Labeling and segmentation records.
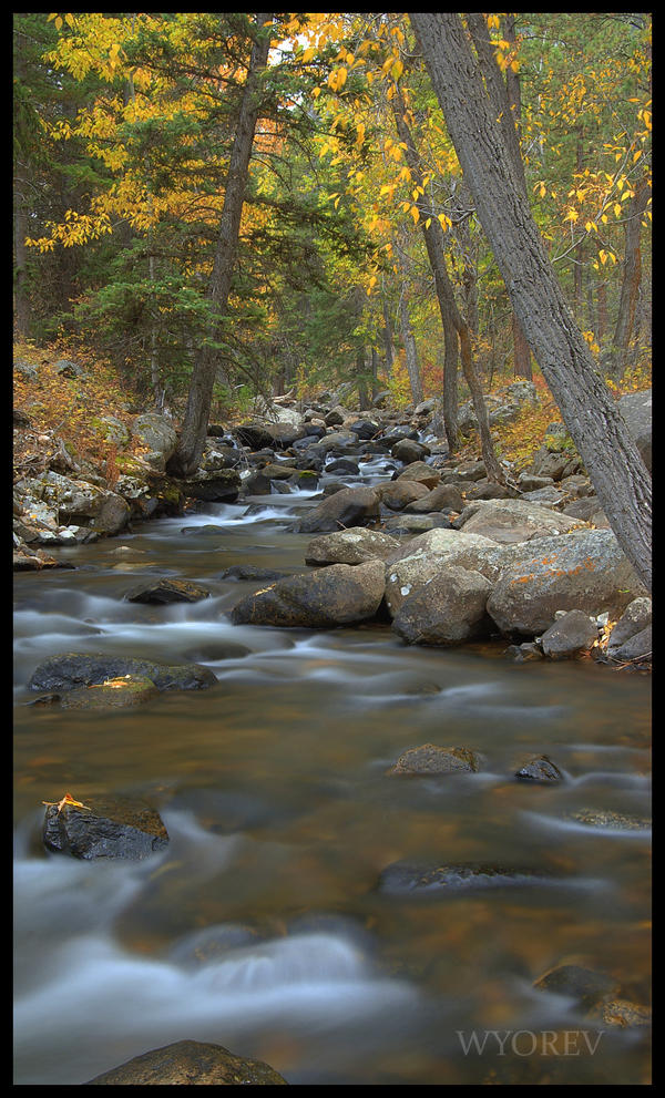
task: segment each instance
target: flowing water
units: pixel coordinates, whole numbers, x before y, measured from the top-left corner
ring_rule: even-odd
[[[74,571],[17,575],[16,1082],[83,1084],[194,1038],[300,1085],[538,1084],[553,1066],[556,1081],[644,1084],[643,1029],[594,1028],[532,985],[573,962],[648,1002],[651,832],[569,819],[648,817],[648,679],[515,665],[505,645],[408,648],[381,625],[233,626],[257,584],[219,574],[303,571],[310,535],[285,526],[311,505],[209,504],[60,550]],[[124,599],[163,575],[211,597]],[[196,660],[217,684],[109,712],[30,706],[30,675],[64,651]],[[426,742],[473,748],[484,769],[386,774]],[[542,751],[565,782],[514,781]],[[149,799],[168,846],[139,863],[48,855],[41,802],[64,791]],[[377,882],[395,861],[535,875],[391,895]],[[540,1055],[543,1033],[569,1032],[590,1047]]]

Goal. Rewrite the listing with "flowing water" replaced by "moving water" and everything else unchanged. Begin at the start of the listing and stop after the line that contains "ring_rule: even-odd", and leave the pictures out of your answer.

The output.
task: segment each instance
target: moving water
units: pixel coordinates, whole numbers, x before y, measured from the top-left corner
ring_rule: even-odd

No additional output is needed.